The ACLU of Maine, Immigrant Legal Advocacy Project (ILAP), and the Refugee and Human Rights Clinic (RHRC) at the University of Maine School of Law are suing Immigration and Customs Enforcement (ICE) for information about its detention activities in Maine.
The Freedom of Information Act (FOIA) lawsuit comes as ICE proceeds with plans to open a new facility in Scarborough, with little transparency and consultation of local representatives and residents.
“ICE is a secretive and lawless agency. It evades accountability by operating in the shadows,” said Emma Bond, legal director of the ACLU of Maine. “This lawsuit is necessary to cast light on its activities. When we know what ICE is doing, we can resist its abuses.”
The FOIA lawsuit seeks information about the Scarborough facility and about ICE’s practice of holding immigrant detainees from other New England states at the Cumberland County Jail (CCJ). According to the lawsuit, ICE used CCJ as a short-term detention facility during the pandemic to facilitate transfers to southern states. This practice subjected immigrants in ICE custody to dangerous and unhygienic conditions during travel and in the destination facilities, the lawsuit adds.
“Students at the RHRC and other advocates observed a dramatic increase in the number of immigrants in ICE custody held at CCJ between June and December last year,” said Professor Anna Welch, director of the Refugee and Human Rights Clinic at the University of Maine School of Law. “In most cases, immigrants held at CCJ from June to December had no connection to Maine. ICE agents quickly whisked them away – often in the middle of the night – to detention centers in southern states facing COVID-19 outbreaks. The ICE facility in Scarborough raises serious concerns given ICE’s detention practices to date in Maine.”
The lawsuit says these unnecessary transfers violated ICE’s own pandemic response policy, which permits transfers for a limited number of reasons, and after following quarantining procedures.
“Families are at risk of being broken up, and people in ICE custody face real harm. It’s harder for them to access legal assistance,” said Philip Mantis, legal director of Immigrant Legal Advocacy Project. “With the stakes so high, ICE must be held accountable for following the law and being transparent in its conduct.”

Natural-language object grounding records:
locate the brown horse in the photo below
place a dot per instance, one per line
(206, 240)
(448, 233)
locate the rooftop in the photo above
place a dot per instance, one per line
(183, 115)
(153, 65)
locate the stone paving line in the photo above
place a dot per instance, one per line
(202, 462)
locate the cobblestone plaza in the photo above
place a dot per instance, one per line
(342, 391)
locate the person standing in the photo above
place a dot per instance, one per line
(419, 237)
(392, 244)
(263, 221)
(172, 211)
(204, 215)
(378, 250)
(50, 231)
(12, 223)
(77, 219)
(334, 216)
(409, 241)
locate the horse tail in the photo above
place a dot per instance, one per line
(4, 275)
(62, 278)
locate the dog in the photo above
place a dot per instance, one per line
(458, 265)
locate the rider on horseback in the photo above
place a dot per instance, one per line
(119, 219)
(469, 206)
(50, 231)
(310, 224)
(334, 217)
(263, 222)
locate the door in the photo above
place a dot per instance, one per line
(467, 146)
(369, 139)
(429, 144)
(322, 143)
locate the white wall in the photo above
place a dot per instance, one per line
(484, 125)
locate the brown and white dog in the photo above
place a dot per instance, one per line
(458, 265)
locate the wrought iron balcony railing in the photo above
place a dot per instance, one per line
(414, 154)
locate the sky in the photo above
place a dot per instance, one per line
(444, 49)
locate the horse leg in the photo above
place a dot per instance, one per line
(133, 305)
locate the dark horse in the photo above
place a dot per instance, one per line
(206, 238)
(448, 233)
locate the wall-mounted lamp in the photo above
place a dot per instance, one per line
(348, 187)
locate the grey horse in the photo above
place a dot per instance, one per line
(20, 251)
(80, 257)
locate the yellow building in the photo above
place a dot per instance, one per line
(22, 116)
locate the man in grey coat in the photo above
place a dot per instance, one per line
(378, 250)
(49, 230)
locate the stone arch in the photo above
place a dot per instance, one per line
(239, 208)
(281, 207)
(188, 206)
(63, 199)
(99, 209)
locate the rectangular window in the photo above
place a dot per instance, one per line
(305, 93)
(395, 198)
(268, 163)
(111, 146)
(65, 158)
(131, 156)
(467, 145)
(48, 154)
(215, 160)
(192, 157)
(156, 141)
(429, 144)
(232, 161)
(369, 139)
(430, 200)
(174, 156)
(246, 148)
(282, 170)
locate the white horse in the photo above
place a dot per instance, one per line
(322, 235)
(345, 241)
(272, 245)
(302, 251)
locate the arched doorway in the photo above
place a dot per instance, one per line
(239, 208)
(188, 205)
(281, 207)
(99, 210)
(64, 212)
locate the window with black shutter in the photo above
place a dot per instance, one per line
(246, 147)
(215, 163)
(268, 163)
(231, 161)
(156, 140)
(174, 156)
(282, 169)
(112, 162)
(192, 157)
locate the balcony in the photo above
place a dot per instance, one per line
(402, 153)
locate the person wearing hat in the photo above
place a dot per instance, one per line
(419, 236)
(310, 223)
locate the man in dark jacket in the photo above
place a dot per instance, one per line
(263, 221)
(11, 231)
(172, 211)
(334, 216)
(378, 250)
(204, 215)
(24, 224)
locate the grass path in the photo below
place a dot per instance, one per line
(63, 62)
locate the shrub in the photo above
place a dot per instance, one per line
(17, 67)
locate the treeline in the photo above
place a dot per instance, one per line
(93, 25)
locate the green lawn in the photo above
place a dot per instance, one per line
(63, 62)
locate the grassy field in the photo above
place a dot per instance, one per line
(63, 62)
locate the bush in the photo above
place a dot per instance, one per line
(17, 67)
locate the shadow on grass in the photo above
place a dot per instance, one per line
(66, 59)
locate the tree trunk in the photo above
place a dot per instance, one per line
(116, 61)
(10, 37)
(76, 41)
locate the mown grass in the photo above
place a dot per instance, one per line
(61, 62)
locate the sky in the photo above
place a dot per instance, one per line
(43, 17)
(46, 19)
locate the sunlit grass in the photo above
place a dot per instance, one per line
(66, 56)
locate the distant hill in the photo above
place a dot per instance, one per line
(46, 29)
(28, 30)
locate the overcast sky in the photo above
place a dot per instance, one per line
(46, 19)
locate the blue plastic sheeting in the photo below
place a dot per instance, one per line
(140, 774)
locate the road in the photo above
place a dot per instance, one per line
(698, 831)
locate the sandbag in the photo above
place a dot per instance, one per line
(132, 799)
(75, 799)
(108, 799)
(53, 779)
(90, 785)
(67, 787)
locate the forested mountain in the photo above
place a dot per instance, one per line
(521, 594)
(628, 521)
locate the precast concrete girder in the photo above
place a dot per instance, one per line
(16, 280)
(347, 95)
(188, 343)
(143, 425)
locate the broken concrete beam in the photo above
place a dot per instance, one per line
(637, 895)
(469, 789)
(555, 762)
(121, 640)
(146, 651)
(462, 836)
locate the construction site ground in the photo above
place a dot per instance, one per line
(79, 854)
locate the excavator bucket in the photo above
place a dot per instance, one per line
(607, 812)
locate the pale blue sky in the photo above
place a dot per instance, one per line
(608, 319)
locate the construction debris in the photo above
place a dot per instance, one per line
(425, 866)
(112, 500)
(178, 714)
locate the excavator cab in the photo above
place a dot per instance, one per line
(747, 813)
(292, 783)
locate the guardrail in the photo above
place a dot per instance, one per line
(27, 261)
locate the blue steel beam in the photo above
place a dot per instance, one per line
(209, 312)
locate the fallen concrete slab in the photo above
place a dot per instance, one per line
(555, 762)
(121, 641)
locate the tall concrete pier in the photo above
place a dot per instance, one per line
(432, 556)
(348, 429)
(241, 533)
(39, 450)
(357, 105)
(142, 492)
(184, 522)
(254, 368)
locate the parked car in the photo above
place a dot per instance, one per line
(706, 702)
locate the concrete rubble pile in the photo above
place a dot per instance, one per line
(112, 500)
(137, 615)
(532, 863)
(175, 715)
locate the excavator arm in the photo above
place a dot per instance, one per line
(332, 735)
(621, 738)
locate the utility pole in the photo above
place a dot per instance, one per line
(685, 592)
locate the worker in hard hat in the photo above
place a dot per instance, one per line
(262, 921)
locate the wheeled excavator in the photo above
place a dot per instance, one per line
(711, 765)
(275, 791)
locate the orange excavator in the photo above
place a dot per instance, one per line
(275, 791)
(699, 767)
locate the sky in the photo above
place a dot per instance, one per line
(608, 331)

* * *

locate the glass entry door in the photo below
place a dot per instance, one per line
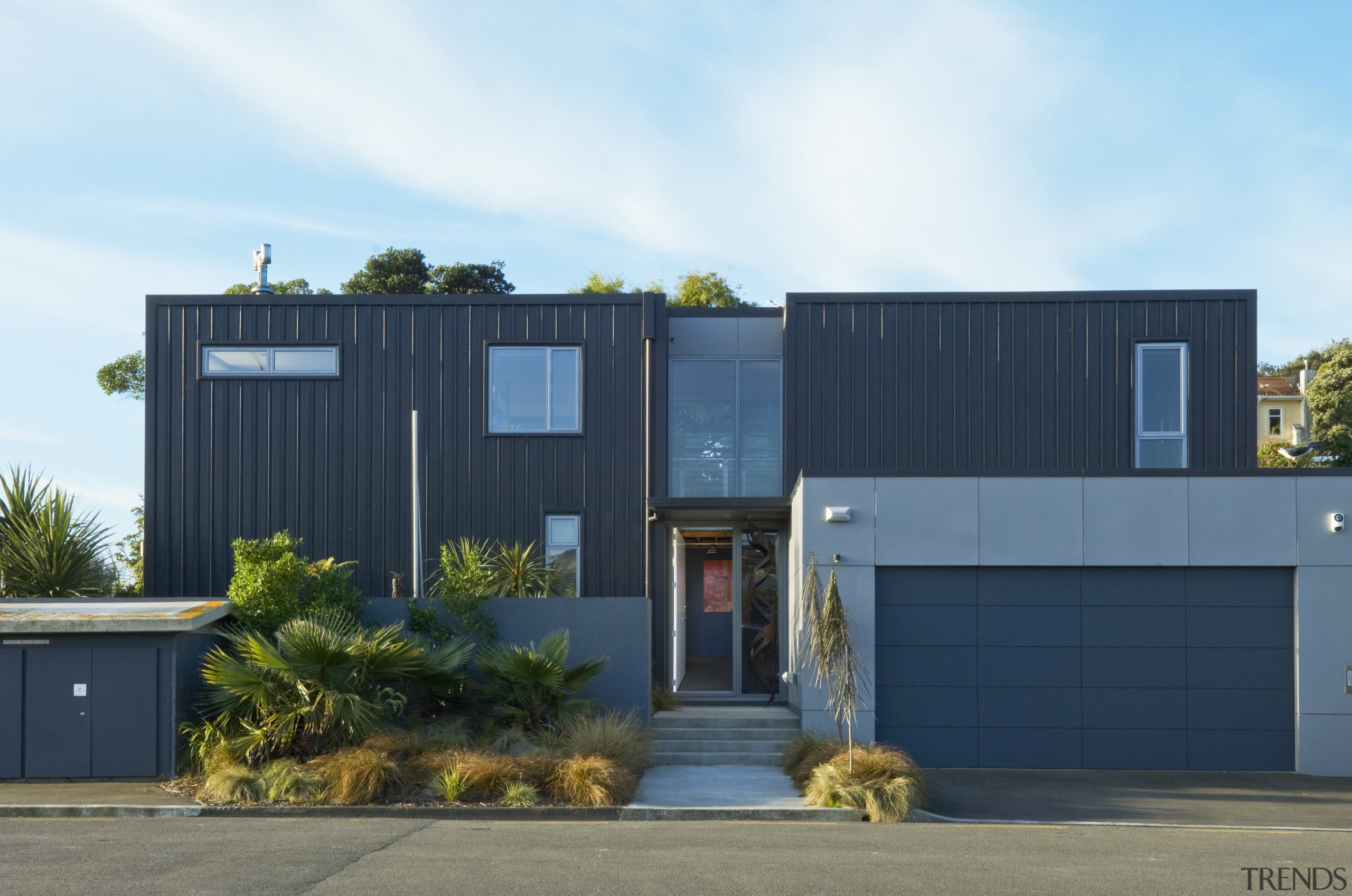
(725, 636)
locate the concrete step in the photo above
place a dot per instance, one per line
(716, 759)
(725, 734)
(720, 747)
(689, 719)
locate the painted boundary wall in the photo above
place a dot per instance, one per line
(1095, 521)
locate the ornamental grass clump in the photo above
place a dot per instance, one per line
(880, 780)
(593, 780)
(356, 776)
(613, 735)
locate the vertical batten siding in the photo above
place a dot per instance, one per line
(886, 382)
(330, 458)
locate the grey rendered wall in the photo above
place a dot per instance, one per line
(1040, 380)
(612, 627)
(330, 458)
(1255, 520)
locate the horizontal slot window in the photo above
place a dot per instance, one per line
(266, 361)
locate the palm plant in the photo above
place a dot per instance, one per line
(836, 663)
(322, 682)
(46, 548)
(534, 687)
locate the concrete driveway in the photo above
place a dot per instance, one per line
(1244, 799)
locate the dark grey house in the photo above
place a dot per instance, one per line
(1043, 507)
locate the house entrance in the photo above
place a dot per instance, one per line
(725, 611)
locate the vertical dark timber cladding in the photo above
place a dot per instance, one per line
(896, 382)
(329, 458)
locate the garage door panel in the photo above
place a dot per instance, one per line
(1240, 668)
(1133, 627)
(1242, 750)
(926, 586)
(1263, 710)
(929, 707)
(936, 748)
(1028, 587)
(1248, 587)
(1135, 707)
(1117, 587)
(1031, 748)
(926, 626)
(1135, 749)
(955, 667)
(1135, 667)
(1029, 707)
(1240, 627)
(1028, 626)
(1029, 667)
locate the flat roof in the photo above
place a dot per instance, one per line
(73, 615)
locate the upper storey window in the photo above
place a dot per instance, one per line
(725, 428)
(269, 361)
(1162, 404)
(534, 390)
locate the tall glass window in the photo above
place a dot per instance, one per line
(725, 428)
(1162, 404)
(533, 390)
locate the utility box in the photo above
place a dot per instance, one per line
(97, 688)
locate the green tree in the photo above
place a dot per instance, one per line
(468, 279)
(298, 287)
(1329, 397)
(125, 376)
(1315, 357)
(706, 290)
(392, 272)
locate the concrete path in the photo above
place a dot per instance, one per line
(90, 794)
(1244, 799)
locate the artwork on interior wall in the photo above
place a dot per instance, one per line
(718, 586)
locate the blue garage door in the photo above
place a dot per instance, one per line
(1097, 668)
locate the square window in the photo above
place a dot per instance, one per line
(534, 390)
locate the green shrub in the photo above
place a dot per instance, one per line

...

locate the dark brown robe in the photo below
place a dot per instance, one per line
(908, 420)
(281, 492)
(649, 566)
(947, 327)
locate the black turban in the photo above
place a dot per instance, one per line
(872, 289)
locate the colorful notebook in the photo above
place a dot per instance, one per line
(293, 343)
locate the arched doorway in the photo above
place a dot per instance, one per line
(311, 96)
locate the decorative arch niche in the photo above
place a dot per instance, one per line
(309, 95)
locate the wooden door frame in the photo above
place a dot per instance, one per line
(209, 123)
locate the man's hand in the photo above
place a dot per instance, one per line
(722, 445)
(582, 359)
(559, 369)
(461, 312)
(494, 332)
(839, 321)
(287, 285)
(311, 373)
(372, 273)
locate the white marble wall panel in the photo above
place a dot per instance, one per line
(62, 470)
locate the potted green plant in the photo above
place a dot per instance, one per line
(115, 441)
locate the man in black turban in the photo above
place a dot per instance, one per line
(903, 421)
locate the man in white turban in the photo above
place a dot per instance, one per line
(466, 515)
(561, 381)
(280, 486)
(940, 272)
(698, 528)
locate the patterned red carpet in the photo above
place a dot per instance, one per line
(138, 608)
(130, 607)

Problem 1:
Answer these questions about the FOIA lawsuit article:
(a) In which town is ICE planning to open a new facility?
(b) What position does Emma Bond hold?
(c) Between which months did students and advocates see a sharp rise in the number of immigrants in ICE custody held at CCJ?
Problem 2:
Can you return the passage of the FOIA lawsuit article, starting at "The ACLU of Maine, Immigrant" and ending at "representatives and residents.", copied word for word?
These records have no connection to the text.

Exercise result 1:
(a) Scarborough
(b) Legal director of the ACLU of Maine
(c) June and December

Exercise result 2:
The ACLU of Maine, Immigrant Legal Advocacy Project (ILAP), and the Refugee and Human Rights Clinic (RHRC) at the University of Maine School of Law are suing Immigration and Customs Enforcement (ICE) for information about its detention activities in Maine.
The Freedom of Information Act (FOIA) lawsuit comes as ICE proceeds with plans to open a new facility in Scarborough, with little transparency and consultation of local representatives and residents.